▶ [課題一覧]
• A. 山田晴通への質問を紹介するページの目次に並ぶ年を、すべて目次の順に挙げよ。
• B. 山田晴通への「実際にあった質問」のページを、最後の回答の続きから書き継げ。

▶ [本文抜粋]
%%

私的ページ:山田晴通
山田への「実際にあった質問」(RAQ)
Really Asked Questions to H.YAMADA
山田への質問を歓迎します。また、ご意見もお待ちしております。
こちらまでメールをお寄せ下さい。
このページでは、メーリングリストや掲示板のやりとり、さらには直メールのやりとりで、山田に実際に問いかけられ、応答した質問を紹介しています。このページにある質問はいずれも実際のやりとりに基づいていますが、質問者の諸権利やプライバシーを保護するため、必要な加工をしていることをお断りしておきます。また、山田の回答も、語句を修正したり、文体を整えたり、大幅に加筆をしている部分を含むことを御了解ください。
目次では新しい質問を先に挙げていますが、ページの中では逆になっています。
- 2024年の質問
- 2006年の質問
- 2005年の質問
- 2004年の質問
山田個人に関する質問については、山田への「よくある質問」(FAQ)もご覧ください。
東京経済大学に関する質問については、 東京経済大学についての「よくある質問」(FAQ)をご覧ください。
- Q:受験生で地理に興味をもっているのですが、東京の私立大学で地理学が学べるのはどこでしょうか?
- A:私立大学には、地理学教室は決して多くありません。特に、ある程度まで理系的な、自然地理学についても学べるところとなると、限られてくるのが実際です。

%%

ボックス付きデータセット抜粋
%%

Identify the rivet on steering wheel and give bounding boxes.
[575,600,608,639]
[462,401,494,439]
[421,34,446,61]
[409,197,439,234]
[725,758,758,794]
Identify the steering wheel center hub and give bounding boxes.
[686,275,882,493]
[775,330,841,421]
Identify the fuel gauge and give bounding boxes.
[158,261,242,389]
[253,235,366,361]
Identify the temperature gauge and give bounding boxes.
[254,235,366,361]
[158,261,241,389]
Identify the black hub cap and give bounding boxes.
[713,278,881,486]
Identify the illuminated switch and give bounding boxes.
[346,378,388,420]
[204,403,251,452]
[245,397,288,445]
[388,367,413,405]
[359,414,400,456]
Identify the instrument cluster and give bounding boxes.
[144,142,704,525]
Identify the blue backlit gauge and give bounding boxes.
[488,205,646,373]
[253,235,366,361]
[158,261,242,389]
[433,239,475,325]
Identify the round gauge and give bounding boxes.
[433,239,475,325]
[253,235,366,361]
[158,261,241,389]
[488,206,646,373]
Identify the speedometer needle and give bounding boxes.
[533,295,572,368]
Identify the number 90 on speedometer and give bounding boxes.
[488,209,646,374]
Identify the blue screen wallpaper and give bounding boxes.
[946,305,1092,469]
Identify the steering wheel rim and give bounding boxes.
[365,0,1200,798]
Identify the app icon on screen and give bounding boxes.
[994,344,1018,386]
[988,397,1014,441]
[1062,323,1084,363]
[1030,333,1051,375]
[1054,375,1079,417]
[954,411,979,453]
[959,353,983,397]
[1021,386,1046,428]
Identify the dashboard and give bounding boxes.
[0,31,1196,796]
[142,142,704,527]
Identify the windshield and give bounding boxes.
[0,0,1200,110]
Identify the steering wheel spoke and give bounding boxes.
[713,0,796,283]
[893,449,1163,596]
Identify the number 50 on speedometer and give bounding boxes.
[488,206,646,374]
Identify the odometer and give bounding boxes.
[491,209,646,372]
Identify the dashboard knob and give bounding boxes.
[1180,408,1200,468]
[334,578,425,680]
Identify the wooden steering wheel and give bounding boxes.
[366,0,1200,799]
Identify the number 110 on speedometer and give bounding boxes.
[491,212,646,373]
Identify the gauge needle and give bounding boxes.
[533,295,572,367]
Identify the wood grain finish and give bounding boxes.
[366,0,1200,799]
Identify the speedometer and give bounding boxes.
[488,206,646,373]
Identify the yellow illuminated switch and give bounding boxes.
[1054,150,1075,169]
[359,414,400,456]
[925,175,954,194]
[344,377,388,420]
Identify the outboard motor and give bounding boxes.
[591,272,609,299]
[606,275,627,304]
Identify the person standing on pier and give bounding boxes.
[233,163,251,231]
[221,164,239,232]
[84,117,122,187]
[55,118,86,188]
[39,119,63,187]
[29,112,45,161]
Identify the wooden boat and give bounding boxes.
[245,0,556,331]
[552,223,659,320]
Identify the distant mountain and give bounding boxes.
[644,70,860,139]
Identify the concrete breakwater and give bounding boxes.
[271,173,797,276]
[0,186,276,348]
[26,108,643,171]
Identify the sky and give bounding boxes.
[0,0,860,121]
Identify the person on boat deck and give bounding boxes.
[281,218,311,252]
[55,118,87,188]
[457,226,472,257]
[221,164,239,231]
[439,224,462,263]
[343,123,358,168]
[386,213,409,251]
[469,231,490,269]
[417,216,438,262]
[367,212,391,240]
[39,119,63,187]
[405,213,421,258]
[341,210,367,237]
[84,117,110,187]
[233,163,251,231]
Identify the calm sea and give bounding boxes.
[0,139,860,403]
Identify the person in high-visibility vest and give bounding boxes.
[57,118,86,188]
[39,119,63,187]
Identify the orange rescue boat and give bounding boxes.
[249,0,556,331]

%%

▶ [課題ごとの回答]
• A. 2024年、2006年、2005年、2004年

• B.
ある程度以上の規模のまとまりがある、自然系も含めた総合的なしっかりした地理学科がある首都圏の私立大学としては、
- 明治大学文学部
- 法政大学文学部
- 日本大学文理学部
- 駒沢大学文学部
- 専修大学文学部
- 国士舘大学文学部
- 立正大学地球環境科学部
などがあげられます。以上はだいたい偏差値の順になっていると思います。ほかにも見落としがあるかもしれませんが私立はこんな感じです。
この他にも地理学科や、それに準じた学科はありますが、たとえば立教大学文学部の地理学科は、文化人類学に大きくシフトしていて、同じ立教なら観光学部の方が、地理っぽい内容がある、といった細かい事情もあります。
古今書院という出版社が出している『地理』という月刊誌があります。これは、高校の地理の先生で購読している方もいると思いますし、大きな公共図書館などに入っていると思いますが、これには連載記事で大学の地理教室案内が載っています。
また、日本地理学会のサイトには、(私立大学だけではないですが)日本のおもな地理学教室のページへのリンク集があります。
http://wwwsoc.nii.ac.jp/ajg/links/www-domestic.html
いずれにせよ、私立大学を中心にねらうとしても、国公立大学も受けるようなつもりで勉強しておいた方が、結果的にはよい方に向かうと思います。
頑張ってください。
(2004.03.11.)
- Q:戦前の地域紙に関心をもっていますが、関係する文献はどこにあるのでしょうか?
- A:戦前の新聞は、免許/登録制度があったために、実際に発行されていたかどうかはともかく、免許を得ていた/登録していた社が、どこにあり、何という名だったかは、記録が残っています。
詳しくは、拙稿「昭和初期の長野県松本市における小規模日刊紙」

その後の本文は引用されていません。